__DIRECTIVE__
Your job is to restate each entry word for word.

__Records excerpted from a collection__
** begin **

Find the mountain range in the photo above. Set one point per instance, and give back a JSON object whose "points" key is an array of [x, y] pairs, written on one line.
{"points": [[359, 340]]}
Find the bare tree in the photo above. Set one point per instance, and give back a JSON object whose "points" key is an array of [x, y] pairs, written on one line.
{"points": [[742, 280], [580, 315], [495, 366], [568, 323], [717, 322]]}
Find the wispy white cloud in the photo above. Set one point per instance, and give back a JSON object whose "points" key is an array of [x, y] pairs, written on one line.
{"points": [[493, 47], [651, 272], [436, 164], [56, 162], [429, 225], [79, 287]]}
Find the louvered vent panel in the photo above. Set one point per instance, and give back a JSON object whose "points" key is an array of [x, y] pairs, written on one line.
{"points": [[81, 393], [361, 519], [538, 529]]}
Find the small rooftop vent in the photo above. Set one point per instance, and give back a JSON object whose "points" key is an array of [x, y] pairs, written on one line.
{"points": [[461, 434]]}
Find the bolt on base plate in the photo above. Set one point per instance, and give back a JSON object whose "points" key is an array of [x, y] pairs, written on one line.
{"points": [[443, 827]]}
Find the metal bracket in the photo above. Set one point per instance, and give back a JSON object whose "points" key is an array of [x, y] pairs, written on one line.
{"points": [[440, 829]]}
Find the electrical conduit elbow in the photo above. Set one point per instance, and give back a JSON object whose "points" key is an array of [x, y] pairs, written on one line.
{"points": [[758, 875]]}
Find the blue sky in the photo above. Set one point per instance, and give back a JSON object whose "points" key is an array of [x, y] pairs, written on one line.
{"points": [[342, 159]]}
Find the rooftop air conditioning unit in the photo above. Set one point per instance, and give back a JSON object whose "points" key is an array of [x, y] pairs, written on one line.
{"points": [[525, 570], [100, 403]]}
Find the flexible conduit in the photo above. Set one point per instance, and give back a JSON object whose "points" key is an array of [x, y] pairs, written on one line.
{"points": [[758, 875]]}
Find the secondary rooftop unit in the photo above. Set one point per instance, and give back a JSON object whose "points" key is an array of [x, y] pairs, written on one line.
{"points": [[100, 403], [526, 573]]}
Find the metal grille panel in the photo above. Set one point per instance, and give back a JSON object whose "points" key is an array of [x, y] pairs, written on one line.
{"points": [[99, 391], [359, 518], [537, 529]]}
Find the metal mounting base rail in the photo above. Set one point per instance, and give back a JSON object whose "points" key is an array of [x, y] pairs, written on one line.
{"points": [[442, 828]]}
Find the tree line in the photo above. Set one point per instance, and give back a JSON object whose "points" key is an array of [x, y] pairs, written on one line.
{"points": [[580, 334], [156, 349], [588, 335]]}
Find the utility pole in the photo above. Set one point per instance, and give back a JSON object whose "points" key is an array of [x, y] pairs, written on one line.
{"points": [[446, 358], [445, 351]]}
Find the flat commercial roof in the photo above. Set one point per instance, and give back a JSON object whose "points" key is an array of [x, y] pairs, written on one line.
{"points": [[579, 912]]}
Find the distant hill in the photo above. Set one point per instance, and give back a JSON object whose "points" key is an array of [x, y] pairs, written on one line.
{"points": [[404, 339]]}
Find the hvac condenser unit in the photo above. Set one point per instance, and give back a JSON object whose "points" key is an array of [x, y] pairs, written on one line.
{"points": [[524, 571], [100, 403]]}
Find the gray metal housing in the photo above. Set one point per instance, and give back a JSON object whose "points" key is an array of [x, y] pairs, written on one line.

** end **

__REPLY__
Find the mountain range in the photo above. Set one point per instance, and give back a JSON object whose "points" key is an array of [x, y] pairs, written on one line.
{"points": [[359, 340]]}
Find the bare tree in the photo above. Set one point per instance, and give back a JSON object whose "points" key is an array of [x, y] pairs, written on one line.
{"points": [[742, 280], [580, 315], [495, 366], [568, 323], [717, 322]]}
Find the wispy white cloud in the photo above. Set one point per instance, and give back a JSON object whose "points" key is an array of [x, y] pairs, written on one line.
{"points": [[493, 47], [651, 272], [436, 164], [56, 162], [429, 225], [79, 287]]}
Find the louvered vent panel in the photo above. Set one point per instance, and give back a JSON object whose "points" key is an array of [x, y] pairs, written on one line.
{"points": [[81, 393], [361, 519], [538, 529]]}
Find the small rooftop vent in the photo above. Set one point per instance, and give back a JSON object whose "points" key is an array of [x, y] pairs, written on one line.
{"points": [[461, 434]]}
Find the bolt on base plate in the photo above. Set one point per instance, and give back a JSON object whose "points" key is an array of [x, y] pairs, written on one line.
{"points": [[443, 827]]}
Find the metal bracket in the photo above. Set one point per instance, and give back a JSON object whose "points" key is an array of [x, y] pairs, written on one line.
{"points": [[440, 829]]}
Find the electrical conduit elbow in the photo above. Set one point per instance, and give back a JSON object whose "points" key is an array of [x, y] pairs, written on one line.
{"points": [[758, 875]]}
Find the blue sky in the photo above. Set one point per instance, and give back a JSON object whose "points" key is an array of [x, y] pairs, written on one line.
{"points": [[342, 159]]}
Find the rooftop air conditioning unit in the photo above. Set one point per instance, and give back a JSON object whose "points" key is an array of [x, y] pairs, written on one line.
{"points": [[525, 570], [100, 403]]}
Find the flexible conduit in the photo above. Set one point per instance, and give back a JSON object whose "points" key is an array of [x, y] pairs, written on one line.
{"points": [[758, 875]]}
Find the secondary rooftop unit in the photo above. Set one point per instance, and give back a JSON object whose "points" key is an array of [x, y] pairs, written on one line.
{"points": [[100, 403], [526, 573]]}
Find the metal grille panel in the photo above. Set one point per instance, and give back a JSON object whose "points" key is an array of [x, y] pairs, written on one line.
{"points": [[99, 391], [359, 518], [537, 529]]}
Find the metal mounting base rail in the photo above. Set one point per instance, and give back a JSON object whose "points" key is an array of [x, y] pairs, written on one line.
{"points": [[442, 828]]}
Find the tree line in the photo above. Set one point per instance, and give back a JSON object whose "points" key is an array of [x, y] pairs, written on one line.
{"points": [[580, 334], [156, 349], [588, 335]]}
Find the utility pole in the photo above. Set one point per instance, and give back a JSON object whose "points" key is an array of [x, y] pairs, written on one line.
{"points": [[446, 358], [445, 351]]}
Find the flat commercial roof in the photo above. Set one point per instance, and give back a JSON object whose "points" key is an array of [x, y] pairs, written on one line.
{"points": [[579, 912]]}
Find the distant hill in the photo above. Set one point per instance, and give back a JSON object whose "points" key is an array of [x, y] pairs, written on one line.
{"points": [[404, 339]]}
Find the hvac condenser unit in the photo above. Set one point per instance, and give back a JSON object whose "points" key is an array of [x, y] pairs, written on one line.
{"points": [[524, 571], [100, 403]]}
Find the gray metal housing in the photo above. Set one point per instance, and give back a JSON object whose "points" key is an array of [x, y] pairs, written on one line.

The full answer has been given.